>>>

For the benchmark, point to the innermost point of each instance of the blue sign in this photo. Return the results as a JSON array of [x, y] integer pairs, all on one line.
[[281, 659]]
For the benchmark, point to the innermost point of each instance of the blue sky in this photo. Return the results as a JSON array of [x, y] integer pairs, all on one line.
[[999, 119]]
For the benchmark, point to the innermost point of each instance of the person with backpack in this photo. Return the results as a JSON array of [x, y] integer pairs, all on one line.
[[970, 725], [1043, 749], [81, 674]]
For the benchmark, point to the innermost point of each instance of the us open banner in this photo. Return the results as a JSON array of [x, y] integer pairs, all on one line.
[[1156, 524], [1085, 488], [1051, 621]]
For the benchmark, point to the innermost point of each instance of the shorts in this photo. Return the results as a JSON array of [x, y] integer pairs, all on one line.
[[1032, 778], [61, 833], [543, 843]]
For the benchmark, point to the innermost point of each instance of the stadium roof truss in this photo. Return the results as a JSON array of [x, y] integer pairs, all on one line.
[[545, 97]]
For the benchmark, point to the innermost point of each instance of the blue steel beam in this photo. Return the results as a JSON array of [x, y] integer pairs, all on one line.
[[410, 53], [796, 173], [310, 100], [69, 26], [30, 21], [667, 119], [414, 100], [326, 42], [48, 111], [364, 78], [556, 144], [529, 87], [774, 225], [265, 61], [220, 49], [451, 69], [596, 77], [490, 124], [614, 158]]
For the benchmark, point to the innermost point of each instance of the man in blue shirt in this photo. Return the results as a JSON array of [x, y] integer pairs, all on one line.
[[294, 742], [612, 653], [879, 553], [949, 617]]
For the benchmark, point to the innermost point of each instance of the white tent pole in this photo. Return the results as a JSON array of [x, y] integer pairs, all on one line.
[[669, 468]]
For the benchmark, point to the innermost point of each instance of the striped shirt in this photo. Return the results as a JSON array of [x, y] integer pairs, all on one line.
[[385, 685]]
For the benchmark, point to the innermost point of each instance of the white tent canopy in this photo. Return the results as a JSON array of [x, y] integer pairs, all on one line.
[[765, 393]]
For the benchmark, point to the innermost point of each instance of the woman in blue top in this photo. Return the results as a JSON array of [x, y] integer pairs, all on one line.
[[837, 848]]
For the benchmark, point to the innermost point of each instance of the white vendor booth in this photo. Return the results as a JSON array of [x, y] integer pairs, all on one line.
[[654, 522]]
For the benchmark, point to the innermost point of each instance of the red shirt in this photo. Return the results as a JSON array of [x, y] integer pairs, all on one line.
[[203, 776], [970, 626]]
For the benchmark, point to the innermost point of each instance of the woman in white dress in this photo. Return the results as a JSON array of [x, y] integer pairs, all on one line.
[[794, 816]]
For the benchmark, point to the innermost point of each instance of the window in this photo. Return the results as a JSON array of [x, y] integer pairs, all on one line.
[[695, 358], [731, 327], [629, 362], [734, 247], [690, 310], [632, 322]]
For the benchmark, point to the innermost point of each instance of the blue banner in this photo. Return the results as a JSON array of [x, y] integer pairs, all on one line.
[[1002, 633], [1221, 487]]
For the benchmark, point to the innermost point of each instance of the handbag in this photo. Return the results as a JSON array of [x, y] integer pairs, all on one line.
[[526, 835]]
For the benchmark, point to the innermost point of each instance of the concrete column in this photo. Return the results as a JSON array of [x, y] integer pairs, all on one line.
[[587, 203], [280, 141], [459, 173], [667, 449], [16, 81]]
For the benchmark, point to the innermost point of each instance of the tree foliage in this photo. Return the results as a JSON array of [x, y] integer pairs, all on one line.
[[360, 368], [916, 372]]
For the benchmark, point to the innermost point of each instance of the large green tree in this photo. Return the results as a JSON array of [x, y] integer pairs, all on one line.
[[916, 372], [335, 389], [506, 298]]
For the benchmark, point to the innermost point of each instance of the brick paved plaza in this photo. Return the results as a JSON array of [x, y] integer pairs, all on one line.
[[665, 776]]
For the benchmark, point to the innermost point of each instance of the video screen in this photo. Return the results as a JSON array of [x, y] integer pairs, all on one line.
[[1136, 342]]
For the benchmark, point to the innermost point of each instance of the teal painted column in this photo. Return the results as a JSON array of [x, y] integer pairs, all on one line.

<<<

SHORT EXERCISE —
Format everything from the start of the records down to and including the line containing "[[1156, 524], [1085, 488], [1051, 621]]" as a JSON list of strings, one string per line, with blank lines left out.

TASK OUTPUT —
[
  "For the benchmark, point to the innermost point of each instance of the blue sign in this photo. Return the results as a JSON array of [x, y] integer pairs, all on one line.",
  "[[281, 659]]",
  "For the benchmark, point to the innermost point of each instance of the blue sky in this photo. Return the results as a JSON array of [x, y] integer pairs, all on one line.",
  "[[999, 119]]",
  "For the benchmark, point to the innermost point of each instance of the person with backpack in this photo. Return the results as a JSON array of [x, y] integer pairs, all on one line.",
  "[[970, 725], [1043, 749], [81, 674]]",
  "For the benchmark, point to the innermost point of each instance of the us open banner in this photo. Return the results as a JSON array of [x, y] integer pairs, all on one line.",
  "[[1156, 524], [1085, 488], [1051, 621]]"
]